* _Apply what you read_:
(1) Translate this sentence from the article on Rep. Jack Kingston's campaign donations into Spanish: "Khalid Satary was sentenced in 2005 as the ringleader in a large recorded music piracy outfit that ran a number of CD manufacturing businesses around the state."
(2) Write what comes next in the article on Rep. Jack Kingston's campaign donations, starting after its last line.

* _Text block_:
====

Kingston knew source of funds, attorney says

Account contradicts congressman’s claims that he didn’t know fundraiser had ties to Palestinian felon.
Rep. Jack Kingston, in a GOP primary runoff for the Georgia U.S. Senate seat, returned $80,000 in campaign donations linked to Khalid Satary, a Palestinian businessman convicted of music piracy and facing a deportation order. KENT D. JOHNSON/KDJOHNSON@AJC.COM

Rep. Jack Kingston, in a GOP primary runoff for the Georgia U.S. Senate seat, returned $80,000 in campaign donations linked to Khalid Satary, a Palestinian businessman convicted of music piracy and facing a deportation order. KENT D. JOHNSON/KDJOHNSON@AJC.COM


Log on to MyAJC.com, our premium website for subscribers, to watch video of Rep. Jack Kingston explaining what he knew of Khalid Satary’s criminal past and read the AJC’s initial story exposing the controversy over donations to his campaign.

In his own words

AJC reporter Chris Joyner interviewed Rep. Jack Kingston June 4 about his relationship with Palestinian felon Khalid Satary and two companies linked to Satary that were behind a Dec. 6, 2013, fundraiser that collected more than $80,000 for his U.S. Senate campaign.

AJC: Do you remember Khalid Satary and his son, Jordan?

Kingston: No.

AJC: You don't remember them from that event (Dec. 6, 2013 fundraiser)?

Kingston: I remember the event and I know that since that time they have had among the group of hosts a falling out, but they are not people I have a daily, a weekly, or a regular discussion or correspondence with or anything else.

AJC: Khalid Satary was sentenced in 2005 as the ringleader in a large recorded music piracy outfit that ran a number of CD manufacturing businesses around the state. He did three years in federal prison. You are not aware any of that?

Kingston: I'm not aware of that at all.

AJC: You are not aware that he is a foreign national?

====

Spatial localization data
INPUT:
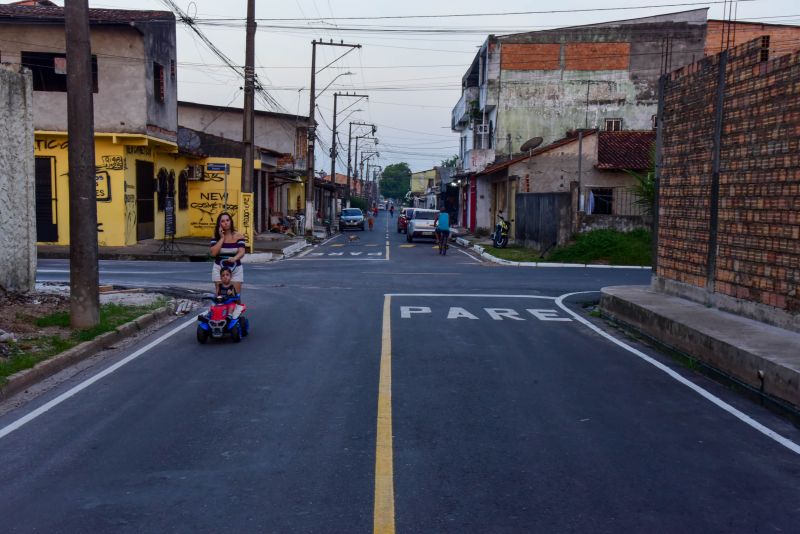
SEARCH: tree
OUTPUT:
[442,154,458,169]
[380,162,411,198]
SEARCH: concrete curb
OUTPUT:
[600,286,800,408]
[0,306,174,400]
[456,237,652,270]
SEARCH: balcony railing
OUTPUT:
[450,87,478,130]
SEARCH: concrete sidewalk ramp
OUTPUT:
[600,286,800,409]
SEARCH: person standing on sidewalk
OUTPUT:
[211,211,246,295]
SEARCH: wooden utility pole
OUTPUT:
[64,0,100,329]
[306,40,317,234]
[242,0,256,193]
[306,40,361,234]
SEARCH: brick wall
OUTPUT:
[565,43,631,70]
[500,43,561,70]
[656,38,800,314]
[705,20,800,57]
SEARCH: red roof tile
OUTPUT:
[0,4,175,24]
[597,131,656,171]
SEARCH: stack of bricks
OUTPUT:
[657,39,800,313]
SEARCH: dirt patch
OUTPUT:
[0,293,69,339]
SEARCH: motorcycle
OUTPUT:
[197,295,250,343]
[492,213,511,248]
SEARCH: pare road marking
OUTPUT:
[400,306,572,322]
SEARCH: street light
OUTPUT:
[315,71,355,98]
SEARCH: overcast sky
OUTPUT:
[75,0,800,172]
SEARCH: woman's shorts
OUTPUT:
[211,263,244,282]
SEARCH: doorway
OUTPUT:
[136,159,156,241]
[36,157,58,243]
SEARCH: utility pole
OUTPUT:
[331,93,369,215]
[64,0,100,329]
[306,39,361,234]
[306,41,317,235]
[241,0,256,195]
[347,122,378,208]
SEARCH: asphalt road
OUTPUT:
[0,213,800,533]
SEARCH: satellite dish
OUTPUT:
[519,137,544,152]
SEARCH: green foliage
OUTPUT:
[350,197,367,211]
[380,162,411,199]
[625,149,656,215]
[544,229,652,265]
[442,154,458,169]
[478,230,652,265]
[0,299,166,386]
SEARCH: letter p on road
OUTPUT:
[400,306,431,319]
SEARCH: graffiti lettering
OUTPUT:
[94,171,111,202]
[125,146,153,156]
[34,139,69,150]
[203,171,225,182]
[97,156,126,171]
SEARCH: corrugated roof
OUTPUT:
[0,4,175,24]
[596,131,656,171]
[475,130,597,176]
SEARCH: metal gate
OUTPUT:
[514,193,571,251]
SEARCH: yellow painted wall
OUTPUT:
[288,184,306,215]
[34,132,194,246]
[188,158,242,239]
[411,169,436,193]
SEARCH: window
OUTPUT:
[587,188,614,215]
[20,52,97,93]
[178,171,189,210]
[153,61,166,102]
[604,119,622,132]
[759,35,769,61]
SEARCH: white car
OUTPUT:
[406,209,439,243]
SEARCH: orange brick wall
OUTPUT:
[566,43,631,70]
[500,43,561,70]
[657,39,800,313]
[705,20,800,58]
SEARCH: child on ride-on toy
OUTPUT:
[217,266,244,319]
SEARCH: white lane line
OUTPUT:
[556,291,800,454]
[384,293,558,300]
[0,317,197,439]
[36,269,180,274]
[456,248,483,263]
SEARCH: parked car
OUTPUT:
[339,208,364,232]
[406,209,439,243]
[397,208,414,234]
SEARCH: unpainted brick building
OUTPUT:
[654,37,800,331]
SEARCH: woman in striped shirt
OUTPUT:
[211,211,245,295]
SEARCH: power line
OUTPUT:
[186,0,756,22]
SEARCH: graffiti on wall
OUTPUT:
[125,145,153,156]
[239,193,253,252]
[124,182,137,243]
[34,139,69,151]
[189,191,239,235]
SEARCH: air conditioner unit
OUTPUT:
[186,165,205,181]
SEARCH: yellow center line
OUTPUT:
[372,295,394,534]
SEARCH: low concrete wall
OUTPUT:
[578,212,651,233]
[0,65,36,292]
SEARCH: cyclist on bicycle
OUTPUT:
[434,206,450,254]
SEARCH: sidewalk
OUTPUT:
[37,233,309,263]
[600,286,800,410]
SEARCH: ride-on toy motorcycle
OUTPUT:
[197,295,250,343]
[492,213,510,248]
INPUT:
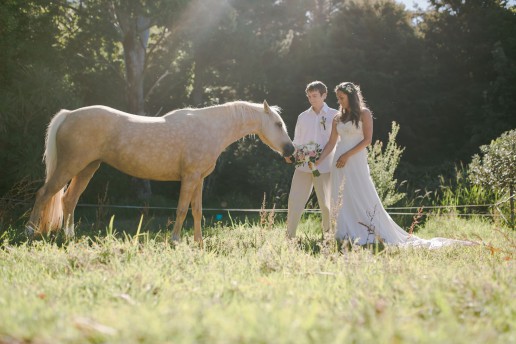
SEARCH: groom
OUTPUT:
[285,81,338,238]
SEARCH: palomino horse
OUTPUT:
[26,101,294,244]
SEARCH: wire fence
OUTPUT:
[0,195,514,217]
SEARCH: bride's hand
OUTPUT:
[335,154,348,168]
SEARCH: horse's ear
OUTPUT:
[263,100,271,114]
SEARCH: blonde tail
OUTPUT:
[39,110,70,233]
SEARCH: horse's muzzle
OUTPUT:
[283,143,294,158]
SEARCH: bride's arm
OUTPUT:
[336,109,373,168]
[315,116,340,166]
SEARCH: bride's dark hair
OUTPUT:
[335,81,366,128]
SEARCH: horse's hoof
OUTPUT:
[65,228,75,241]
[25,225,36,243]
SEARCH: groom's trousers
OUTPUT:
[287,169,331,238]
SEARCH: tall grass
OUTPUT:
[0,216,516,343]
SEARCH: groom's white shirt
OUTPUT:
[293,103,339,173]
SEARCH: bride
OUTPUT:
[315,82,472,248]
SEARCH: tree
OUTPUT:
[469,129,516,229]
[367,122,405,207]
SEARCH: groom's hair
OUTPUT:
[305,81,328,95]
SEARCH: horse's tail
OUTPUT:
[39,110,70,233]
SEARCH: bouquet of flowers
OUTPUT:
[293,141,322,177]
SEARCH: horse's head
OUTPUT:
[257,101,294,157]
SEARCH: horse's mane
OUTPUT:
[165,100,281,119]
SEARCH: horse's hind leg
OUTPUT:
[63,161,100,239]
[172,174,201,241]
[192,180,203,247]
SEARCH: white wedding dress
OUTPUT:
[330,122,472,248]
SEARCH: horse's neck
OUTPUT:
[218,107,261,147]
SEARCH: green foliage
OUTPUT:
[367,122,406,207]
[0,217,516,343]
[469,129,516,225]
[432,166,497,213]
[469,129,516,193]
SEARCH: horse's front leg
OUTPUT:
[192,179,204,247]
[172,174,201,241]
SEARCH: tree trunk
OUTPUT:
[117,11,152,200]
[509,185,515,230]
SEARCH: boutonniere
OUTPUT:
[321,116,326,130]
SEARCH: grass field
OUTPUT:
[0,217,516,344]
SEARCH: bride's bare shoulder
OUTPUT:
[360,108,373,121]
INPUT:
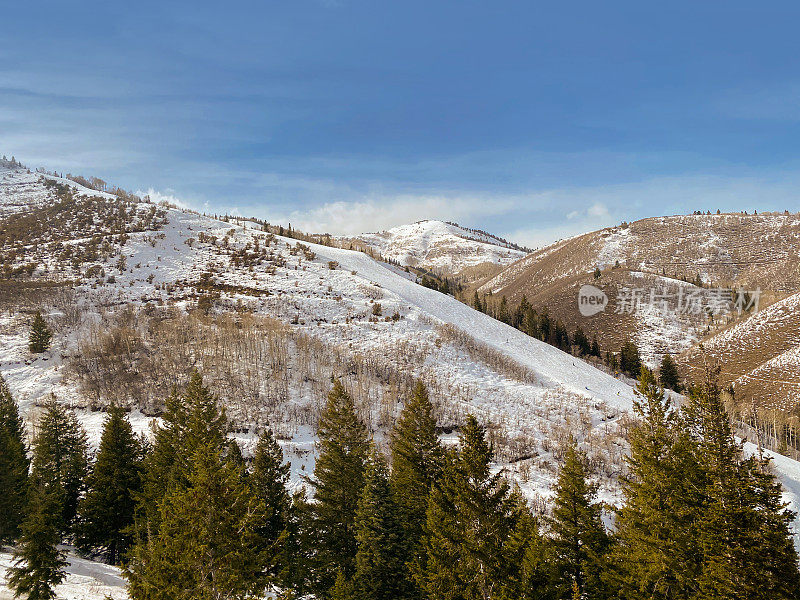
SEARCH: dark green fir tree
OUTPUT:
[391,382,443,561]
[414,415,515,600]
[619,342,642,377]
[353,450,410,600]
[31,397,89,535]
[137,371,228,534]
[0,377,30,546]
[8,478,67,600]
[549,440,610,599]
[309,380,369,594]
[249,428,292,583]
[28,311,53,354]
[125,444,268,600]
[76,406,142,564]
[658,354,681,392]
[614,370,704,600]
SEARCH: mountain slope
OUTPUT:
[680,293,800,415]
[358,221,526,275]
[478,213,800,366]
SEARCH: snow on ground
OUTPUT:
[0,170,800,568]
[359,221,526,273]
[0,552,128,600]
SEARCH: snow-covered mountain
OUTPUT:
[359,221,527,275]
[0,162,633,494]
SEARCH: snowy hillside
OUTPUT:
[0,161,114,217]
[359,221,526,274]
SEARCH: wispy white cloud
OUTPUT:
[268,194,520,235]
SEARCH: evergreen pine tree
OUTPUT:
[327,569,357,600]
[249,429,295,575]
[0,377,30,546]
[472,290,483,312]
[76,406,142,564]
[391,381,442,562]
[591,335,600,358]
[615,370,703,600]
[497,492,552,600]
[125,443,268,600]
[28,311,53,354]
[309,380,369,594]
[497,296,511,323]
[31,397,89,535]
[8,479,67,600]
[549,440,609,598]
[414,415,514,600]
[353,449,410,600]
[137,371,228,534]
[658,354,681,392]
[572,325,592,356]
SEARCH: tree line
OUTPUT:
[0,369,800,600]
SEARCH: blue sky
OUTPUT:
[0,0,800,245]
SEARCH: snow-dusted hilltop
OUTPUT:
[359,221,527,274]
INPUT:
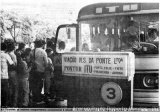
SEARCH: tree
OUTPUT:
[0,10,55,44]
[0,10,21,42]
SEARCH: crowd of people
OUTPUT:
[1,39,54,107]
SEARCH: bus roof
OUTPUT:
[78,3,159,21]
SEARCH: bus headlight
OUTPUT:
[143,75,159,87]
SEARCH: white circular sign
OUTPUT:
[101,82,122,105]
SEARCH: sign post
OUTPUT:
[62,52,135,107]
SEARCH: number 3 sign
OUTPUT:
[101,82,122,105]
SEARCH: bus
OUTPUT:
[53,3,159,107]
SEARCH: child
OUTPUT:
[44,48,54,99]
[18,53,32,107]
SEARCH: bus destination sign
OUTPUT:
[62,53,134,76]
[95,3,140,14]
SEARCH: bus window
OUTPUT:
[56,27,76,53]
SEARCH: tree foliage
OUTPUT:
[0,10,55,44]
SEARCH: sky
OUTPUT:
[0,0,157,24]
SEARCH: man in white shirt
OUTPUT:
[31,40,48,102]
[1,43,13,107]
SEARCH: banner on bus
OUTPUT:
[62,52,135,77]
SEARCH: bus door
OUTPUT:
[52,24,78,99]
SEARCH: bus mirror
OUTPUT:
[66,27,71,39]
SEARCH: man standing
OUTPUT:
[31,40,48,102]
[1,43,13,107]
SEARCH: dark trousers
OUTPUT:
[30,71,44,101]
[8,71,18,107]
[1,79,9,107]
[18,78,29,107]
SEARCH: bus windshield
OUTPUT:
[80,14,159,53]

====

* _Results in order_:
(1) Khalid Satary fue condenado en 2005 como el cabecilla de una gran red de piratería de música grabada que operaba varias empresas de fabricación de CD en todo el estado.

(2)
Kingston: I'm not aware of that.

AJC: You are not aware that he is under a federal deportation order?

Kingston: No. And again this is the first I've heard that there was a question that came up in April.

AJC: And what was that question?

Kingston: In their internal dispute they had some question about the fundraiser in which they hosted for us. We went back and made sure absolutely every contribution was in compliance with the law.

AJC: And you've heard no allegations that –

Kingston: Nothing since then.

AJC: Nothing that they were bundled or that these contributions were reimbursed through bonuses to these employees.

Kingston: We don't have anything on that.

THE STORY SO FAR

The Atlanta Journal-Constitution reported June 8 that $80,052 in donations to Rep. Jack Kingston’s U.S. Senate campaign came from companies linked to Khalid Satary, a Palestinian under U.S. deportation order from a conviction for music piracy. The AJC also reported that federal investigators were investigating allegations that individual contributors were given bonuses and instructed to contribute to Kingston’s campaign. Kingston pledged to return the donations after the AJC presented him with the findings.

Following the AJC’s report, Kingston’s opponent for the U.S. Senate nomination, businessman David Perdue, criticized Kingston for a lapse in judgment and said his failure to recognize “red flags” showed he was a Washington insider.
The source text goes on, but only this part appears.